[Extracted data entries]
☆ ☆ ☆ ☆ ☆

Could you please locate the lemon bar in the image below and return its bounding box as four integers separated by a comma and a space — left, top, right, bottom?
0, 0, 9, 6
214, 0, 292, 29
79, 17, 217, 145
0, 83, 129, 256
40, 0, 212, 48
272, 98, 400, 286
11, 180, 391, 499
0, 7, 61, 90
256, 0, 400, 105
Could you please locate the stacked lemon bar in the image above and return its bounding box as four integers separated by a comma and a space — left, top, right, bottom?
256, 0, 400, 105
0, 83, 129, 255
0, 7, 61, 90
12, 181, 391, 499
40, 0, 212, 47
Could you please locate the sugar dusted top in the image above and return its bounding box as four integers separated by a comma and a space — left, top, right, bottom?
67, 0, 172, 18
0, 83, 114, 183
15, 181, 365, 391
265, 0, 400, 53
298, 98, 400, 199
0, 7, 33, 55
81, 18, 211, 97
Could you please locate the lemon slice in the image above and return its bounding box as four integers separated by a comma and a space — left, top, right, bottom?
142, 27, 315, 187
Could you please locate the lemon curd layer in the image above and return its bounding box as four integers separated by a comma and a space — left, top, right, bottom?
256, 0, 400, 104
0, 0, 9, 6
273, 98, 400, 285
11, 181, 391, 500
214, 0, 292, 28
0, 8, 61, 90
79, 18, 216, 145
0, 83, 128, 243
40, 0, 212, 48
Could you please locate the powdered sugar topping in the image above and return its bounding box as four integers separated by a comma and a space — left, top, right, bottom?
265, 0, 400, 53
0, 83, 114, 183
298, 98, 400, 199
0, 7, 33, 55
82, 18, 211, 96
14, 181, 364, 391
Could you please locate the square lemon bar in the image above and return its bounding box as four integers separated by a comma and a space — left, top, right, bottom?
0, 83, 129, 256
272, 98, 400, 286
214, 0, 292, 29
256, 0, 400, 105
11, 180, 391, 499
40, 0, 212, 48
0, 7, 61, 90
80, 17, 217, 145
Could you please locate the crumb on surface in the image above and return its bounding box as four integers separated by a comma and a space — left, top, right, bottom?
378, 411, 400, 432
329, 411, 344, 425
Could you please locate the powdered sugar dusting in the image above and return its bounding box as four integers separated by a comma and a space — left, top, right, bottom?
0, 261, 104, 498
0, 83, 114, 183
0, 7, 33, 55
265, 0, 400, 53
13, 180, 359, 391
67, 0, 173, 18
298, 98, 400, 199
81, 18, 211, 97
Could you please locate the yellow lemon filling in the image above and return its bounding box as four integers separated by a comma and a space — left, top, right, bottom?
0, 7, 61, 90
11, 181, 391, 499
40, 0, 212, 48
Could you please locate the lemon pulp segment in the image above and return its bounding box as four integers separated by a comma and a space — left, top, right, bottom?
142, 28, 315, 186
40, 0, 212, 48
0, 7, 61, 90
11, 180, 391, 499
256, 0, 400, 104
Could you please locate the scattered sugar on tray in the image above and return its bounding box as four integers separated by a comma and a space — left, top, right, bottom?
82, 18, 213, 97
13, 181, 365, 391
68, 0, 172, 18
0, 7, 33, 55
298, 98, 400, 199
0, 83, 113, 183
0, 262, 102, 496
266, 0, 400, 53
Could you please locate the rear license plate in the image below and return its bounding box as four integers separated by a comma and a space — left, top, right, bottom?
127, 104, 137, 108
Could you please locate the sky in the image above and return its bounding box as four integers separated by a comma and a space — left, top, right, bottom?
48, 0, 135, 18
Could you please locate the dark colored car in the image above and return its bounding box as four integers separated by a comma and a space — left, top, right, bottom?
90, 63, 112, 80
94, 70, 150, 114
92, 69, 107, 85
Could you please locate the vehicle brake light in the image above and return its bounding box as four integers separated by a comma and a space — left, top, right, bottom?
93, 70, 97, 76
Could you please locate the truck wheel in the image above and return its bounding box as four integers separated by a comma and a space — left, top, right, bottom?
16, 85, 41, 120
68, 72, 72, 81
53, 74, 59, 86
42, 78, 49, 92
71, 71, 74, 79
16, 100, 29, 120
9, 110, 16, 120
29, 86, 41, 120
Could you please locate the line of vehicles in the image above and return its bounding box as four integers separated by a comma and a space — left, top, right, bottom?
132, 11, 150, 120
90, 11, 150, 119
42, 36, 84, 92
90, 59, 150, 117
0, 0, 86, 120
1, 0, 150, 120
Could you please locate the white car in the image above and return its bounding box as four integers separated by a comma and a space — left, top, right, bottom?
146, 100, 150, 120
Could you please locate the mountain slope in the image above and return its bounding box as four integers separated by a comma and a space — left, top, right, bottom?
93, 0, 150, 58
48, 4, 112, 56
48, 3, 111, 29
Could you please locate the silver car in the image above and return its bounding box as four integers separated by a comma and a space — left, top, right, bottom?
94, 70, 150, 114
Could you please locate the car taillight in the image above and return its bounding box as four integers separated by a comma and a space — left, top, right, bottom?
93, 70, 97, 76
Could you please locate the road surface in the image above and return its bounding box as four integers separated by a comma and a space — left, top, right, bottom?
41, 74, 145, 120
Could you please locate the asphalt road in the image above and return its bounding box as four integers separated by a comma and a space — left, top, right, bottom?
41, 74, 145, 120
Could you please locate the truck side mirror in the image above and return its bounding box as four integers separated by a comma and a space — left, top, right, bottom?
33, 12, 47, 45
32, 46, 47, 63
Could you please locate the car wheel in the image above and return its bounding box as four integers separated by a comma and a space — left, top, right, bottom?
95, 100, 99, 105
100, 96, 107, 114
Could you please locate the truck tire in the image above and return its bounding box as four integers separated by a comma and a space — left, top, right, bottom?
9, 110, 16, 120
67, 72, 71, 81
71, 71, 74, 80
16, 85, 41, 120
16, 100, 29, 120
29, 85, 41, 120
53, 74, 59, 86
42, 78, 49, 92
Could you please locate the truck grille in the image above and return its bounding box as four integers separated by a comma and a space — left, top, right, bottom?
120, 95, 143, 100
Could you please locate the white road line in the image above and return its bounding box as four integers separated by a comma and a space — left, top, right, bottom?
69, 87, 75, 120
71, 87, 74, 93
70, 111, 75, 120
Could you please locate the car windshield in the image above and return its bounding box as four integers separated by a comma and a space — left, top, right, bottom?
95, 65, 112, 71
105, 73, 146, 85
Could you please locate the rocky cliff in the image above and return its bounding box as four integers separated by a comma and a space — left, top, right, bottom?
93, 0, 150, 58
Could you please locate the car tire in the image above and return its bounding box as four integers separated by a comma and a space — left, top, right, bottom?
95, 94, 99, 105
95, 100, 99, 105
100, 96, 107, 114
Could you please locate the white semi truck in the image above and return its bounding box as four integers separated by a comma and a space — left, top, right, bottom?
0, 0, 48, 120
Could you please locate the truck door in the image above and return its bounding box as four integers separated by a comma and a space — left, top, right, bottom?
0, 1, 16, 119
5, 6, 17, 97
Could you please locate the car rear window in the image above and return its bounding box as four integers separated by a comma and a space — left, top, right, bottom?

☆ ☆ ☆ ☆ ☆

Each of the records should be written out again, exactly as it reads.

Could you please locate the lemon bar in the image below and return its bounding box as four integers separated by a comma and a space — left, top, right, bottom?
0, 0, 9, 6
214, 0, 292, 29
79, 17, 217, 145
0, 83, 129, 256
40, 0, 212, 48
272, 98, 400, 286
11, 180, 391, 499
0, 7, 61, 90
256, 0, 400, 105
Could you please locate the stacked lemon bar in the image above and return its bounding box as four integers separated by a comma and a space — left, top, right, bottom?
256, 0, 400, 105
0, 83, 129, 255
0, 7, 61, 90
12, 181, 391, 499
40, 0, 212, 47
Could you please locate the sugar dusted top in the image above and return its bounding box as four integers separated by a comma and a space — left, top, right, bottom?
67, 0, 172, 18
0, 83, 114, 183
15, 181, 365, 391
265, 0, 400, 53
298, 98, 400, 199
0, 7, 33, 55
81, 18, 211, 97
Could you please locate the lemon slice in the image above and return its bounding box as four integers separated by a comma and a space — left, top, right, bottom?
142, 27, 315, 187
Could you please locate the lemon curd layer in the image above and return its bounding box as four integers separated by a comma and a space — left, top, right, bottom?
256, 0, 400, 104
0, 0, 9, 6
273, 98, 400, 285
11, 181, 391, 500
214, 0, 292, 28
0, 8, 61, 90
79, 18, 216, 145
0, 83, 128, 243
40, 0, 212, 48
Could you please locate the powdered sugar topping in the image above and return its bounding box as four integers separated by a comma and a space — left, top, right, bottom?
265, 0, 400, 53
0, 83, 114, 183
298, 98, 400, 199
0, 7, 33, 55
82, 18, 211, 96
14, 181, 364, 391
Could you please locate the square lemon bar in the image above and return its bounding box as four integers separated by a comma and a space — left, top, right, bottom?
0, 83, 129, 256
272, 98, 400, 286
214, 0, 292, 29
256, 0, 400, 105
11, 180, 391, 499
40, 0, 212, 48
0, 7, 61, 90
80, 17, 217, 145
Could you please locate the crumb on surface in the image above and return its bounding box as four integers separated by a comma and a space — left, top, right, bottom?
378, 411, 400, 432
329, 411, 344, 425
Could you please locate the powdered sugar dusting in the image above and return its bounding box as four integers separated by a comma and a space — left, top, right, bottom?
0, 261, 104, 498
0, 83, 114, 183
0, 7, 33, 55
265, 0, 400, 53
13, 180, 359, 391
67, 0, 173, 18
298, 98, 400, 199
81, 18, 211, 97
Could you please locate the yellow lemon filling in the image above and return its bounding box as four integers separated by a comma and a space — left, top, right, bottom?
0, 7, 61, 90
11, 181, 391, 499
40, 0, 212, 48
Could you please locate the lemon pulp segment in the image above and return its bounding box as four integers separated by a comma and a space — left, top, right, bottom?
142, 28, 315, 186
40, 0, 212, 48
0, 7, 61, 90
11, 180, 391, 499
256, 0, 400, 104
Could you please locate the scattered sugar on tray in the image above and return its bounding box as four integers separated by a comma and a space — left, top, right, bottom?
82, 18, 213, 97
13, 181, 365, 391
68, 0, 172, 18
0, 7, 33, 55
298, 98, 400, 199
0, 83, 113, 183
0, 262, 102, 496
266, 0, 400, 53
Could you please locate the rear license plate in the image below and return its bounding box as four integers separated by a comma and a space — left, top, right, bottom?
127, 104, 137, 108
Could you please locate the sky in the image above and return its bounding box as four integers separated by a comma and a space — left, top, right, bottom?
48, 0, 135, 18
Could you please locate the dark colored car in the image above and return its bounding box as four integers separated by a comma and a space — left, top, right, bottom?
90, 63, 112, 80
94, 70, 150, 114
92, 69, 107, 85
Could you please locate the vehicle brake light in the image above and return its bounding box as four integers separated by a comma and a space — left, top, right, bottom?
93, 70, 97, 76
Could you please locate the truck wheel in the image above and return its bounding box as four integers separated by a comma and a space — left, top, right, bottom?
16, 85, 41, 120
68, 72, 72, 81
53, 74, 59, 86
42, 78, 49, 92
71, 71, 74, 79
16, 100, 29, 120
9, 110, 16, 120
29, 86, 41, 120
Could you please locate the line of vehicles in the image above and return its bounding box as four integers separated by a comma and a space — left, top, right, bottom?
132, 11, 150, 120
90, 11, 150, 119
42, 36, 84, 92
90, 59, 150, 117
0, 0, 86, 120
1, 0, 150, 120
Could you please locate the white car in the image above and return its bounding box as four integers separated by a comma and a space — left, top, right, bottom?
146, 100, 150, 120
Could you please locate the mountain slope in the image above and return its bounding box as four integers separated by a comma and a space — left, top, right, bottom?
93, 0, 150, 58
48, 4, 112, 56
48, 3, 111, 29
Could you please locate the silver car in the image above and return its bounding box as four integers separated by a comma and a space — left, top, right, bottom?
94, 70, 150, 114
Could you please locate the car taillight in the image above and return its bounding box as four integers separated by a comma and a space — left, top, right, bottom?
93, 70, 97, 76
Could you please locate the road surface in the image above and return its bounding box as four integers separated by a comma and a space — left, top, right, bottom?
41, 74, 145, 120
Could you please locate the asphalt road in the image above and return its bounding box as four integers separated by a comma and a space — left, top, right, bottom?
41, 74, 145, 120
Could you please locate the truck side mirror in the image above and return its bounding box as four integers separated by a comma and a space — left, top, right, bottom?
33, 12, 47, 45
32, 46, 47, 63
Could you please locate the car wheel in the image above and return its bounding box as four integers separated by a comma and a space — left, top, right, bottom?
95, 100, 99, 105
100, 96, 107, 114
Could you please locate the truck tire in the image above and return its bounding box as four integers separated by a comma and a space — left, top, right, bottom?
9, 110, 16, 120
67, 72, 71, 81
71, 71, 74, 80
16, 85, 41, 120
16, 100, 29, 120
29, 85, 41, 120
53, 74, 59, 86
42, 78, 49, 92
Could you please locate the truck grille in the image above and return its bounding box as four integers separated by a comma and a space — left, top, right, bottom?
120, 95, 143, 100
Could you please locate the white road line in the image above and return its bounding box as four integers separated by a comma and a space — left, top, right, bottom?
69, 87, 75, 120
71, 87, 74, 93
70, 111, 75, 120
Could you please locate the car windshield in the image above and return its bounding box as four integers separated by a comma and a space — left, top, right, bottom?
95, 65, 112, 71
105, 73, 146, 85
Could you please locate the rocky cliff in the image above and return its bounding box as four integers separated by a comma and a space — left, top, right, bottom?
93, 0, 150, 58
Could you please locate the car tire in the image above and return its bounding box as four integers separated by a comma and a space — left, top, right, bottom?
95, 94, 99, 105
95, 100, 99, 105
100, 96, 107, 114
Could you please locate the white semi truck in the image above and return its bounding box as four integers separated by a comma and a space — left, top, right, bottom?
0, 0, 48, 120
Could you please locate the truck door in the image above and return its bounding box as four integers separated by a comma and a space — left, top, right, bottom?
0, 1, 16, 119
5, 6, 17, 97
Could you please locate the car rear window in the image above and return its bounding box as four integers separated by a comma and a space — left, top, right, bottom?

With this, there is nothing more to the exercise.